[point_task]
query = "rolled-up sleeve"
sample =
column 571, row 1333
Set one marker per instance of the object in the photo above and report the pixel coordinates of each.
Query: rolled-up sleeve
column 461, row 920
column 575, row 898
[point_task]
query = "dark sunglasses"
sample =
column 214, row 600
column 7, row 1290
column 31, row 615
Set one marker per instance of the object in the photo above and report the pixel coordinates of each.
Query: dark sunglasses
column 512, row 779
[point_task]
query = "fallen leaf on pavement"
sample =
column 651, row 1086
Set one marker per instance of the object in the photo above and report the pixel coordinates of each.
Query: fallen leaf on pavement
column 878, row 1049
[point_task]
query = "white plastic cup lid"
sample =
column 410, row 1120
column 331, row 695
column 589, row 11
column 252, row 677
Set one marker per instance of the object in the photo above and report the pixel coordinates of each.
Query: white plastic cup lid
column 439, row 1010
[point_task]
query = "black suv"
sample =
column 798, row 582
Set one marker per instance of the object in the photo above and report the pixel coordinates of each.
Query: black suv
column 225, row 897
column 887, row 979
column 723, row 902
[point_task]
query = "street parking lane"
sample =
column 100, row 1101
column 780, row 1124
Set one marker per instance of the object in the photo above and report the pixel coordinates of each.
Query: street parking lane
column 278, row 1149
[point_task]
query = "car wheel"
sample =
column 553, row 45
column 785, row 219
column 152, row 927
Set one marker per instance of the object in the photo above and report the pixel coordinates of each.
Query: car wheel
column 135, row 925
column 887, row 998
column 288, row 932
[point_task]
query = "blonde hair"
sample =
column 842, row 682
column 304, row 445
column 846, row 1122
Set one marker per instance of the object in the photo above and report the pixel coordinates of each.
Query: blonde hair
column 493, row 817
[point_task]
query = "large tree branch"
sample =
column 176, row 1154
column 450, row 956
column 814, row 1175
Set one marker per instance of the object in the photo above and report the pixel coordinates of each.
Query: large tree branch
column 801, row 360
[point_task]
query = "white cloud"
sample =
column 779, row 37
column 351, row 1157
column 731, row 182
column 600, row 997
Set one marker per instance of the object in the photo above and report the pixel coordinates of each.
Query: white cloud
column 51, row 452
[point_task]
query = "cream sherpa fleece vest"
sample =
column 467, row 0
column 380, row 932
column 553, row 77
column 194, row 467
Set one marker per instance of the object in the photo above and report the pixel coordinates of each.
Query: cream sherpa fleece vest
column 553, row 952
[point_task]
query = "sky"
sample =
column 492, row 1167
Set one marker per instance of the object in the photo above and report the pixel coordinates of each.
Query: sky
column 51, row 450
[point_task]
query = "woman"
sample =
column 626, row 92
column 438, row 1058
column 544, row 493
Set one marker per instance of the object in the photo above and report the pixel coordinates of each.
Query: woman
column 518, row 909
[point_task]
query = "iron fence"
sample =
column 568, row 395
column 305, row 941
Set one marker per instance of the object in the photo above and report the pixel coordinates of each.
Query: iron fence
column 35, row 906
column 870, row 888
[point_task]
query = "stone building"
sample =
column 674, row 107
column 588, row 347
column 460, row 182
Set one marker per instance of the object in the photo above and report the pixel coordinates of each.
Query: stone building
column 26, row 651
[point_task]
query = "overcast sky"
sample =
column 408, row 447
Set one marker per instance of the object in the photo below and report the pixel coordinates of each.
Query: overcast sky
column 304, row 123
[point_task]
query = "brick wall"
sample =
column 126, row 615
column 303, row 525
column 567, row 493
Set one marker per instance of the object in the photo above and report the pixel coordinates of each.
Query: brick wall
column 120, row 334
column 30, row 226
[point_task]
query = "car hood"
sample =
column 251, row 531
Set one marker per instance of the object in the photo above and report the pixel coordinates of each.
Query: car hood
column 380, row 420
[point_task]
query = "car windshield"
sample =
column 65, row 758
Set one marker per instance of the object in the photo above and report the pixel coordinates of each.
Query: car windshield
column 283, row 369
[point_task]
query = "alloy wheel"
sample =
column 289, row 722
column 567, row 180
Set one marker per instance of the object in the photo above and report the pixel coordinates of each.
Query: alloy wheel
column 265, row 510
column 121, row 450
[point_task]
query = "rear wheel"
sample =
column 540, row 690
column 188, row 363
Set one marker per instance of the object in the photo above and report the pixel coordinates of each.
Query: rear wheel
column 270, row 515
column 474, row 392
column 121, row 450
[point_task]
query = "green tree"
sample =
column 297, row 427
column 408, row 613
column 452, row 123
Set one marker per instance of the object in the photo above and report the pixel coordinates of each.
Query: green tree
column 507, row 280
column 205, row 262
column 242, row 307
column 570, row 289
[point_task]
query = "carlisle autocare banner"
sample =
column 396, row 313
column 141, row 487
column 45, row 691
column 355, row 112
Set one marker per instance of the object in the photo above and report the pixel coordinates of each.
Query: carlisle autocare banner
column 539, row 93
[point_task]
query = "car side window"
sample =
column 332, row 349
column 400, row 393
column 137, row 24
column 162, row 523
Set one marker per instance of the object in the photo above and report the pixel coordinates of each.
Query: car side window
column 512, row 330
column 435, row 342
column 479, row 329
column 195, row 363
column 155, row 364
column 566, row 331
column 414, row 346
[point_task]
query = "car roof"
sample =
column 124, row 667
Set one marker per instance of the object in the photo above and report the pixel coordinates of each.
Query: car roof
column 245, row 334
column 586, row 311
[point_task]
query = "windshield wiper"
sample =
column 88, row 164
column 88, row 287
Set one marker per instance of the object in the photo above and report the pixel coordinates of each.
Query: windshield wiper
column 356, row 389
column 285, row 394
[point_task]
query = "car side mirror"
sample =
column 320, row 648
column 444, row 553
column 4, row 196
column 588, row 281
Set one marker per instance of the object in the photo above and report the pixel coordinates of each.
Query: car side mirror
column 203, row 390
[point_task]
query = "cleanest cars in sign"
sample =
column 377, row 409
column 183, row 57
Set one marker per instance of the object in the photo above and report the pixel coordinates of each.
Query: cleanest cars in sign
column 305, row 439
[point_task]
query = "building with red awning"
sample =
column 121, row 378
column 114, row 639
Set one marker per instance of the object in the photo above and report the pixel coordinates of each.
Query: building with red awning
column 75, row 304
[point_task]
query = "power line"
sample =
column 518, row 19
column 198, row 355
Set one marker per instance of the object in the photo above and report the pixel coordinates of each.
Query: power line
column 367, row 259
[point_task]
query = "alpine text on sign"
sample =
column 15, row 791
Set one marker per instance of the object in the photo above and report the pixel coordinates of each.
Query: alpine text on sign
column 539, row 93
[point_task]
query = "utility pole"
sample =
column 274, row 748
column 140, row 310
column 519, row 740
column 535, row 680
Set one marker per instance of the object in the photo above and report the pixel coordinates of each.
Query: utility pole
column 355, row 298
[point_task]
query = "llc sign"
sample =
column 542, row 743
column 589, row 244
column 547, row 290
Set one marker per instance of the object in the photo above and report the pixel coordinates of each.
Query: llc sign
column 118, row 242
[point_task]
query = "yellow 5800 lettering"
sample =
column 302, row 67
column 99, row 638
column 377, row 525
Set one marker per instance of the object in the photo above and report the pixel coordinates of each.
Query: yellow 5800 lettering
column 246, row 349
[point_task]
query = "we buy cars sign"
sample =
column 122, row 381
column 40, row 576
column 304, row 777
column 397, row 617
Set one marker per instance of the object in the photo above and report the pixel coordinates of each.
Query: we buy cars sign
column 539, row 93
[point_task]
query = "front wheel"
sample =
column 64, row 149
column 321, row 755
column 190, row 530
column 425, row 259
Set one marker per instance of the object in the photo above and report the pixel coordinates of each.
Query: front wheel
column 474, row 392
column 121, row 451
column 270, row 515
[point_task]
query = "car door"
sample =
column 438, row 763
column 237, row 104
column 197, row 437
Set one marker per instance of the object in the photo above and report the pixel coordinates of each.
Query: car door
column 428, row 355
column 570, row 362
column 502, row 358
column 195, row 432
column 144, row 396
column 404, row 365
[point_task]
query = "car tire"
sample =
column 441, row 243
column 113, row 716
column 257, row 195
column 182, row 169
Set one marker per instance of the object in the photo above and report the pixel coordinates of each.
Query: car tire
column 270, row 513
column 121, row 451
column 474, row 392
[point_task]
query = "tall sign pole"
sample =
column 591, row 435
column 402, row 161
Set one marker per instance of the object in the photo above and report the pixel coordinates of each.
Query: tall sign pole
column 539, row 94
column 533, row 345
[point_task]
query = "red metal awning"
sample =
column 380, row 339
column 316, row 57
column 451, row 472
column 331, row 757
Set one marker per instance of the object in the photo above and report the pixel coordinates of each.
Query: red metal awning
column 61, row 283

Task: Output the lines above between the one holding "Query: black suv" and the one holding "column 600, row 997", inclusive, with nothing before or after them.

Response for this exercise:
Query: black suv
column 225, row 897
column 887, row 979
column 723, row 902
[point_task]
query = "street parking lane"
sample =
column 100, row 1101
column 780, row 1124
Set one marker per instance of the object in the photo above and report the pixel coordinates of each.
Query: street parking lane
column 278, row 1149
[point_task]
query = "car wheel"
sample =
column 553, row 45
column 785, row 219
column 152, row 927
Set one marker per instance of the object in the photo above and report the pixel coordinates of each.
Query: car wheel
column 135, row 925
column 887, row 998
column 288, row 932
[point_task]
query = "blonde hair"
sample =
column 842, row 682
column 304, row 445
column 846, row 1122
Set one marker per instance of the object in the photo above and report the pixel coordinates of each.
Query: blonde hair
column 493, row 817
[point_task]
query = "large tree branch"
sample =
column 176, row 1154
column 450, row 956
column 814, row 1175
Set one marker per instance of the object in the photo above and report the pixel coordinates of each.
Query: large tree branch
column 801, row 360
[point_task]
query = "white cloud"
sample =
column 779, row 37
column 351, row 1157
column 731, row 182
column 600, row 997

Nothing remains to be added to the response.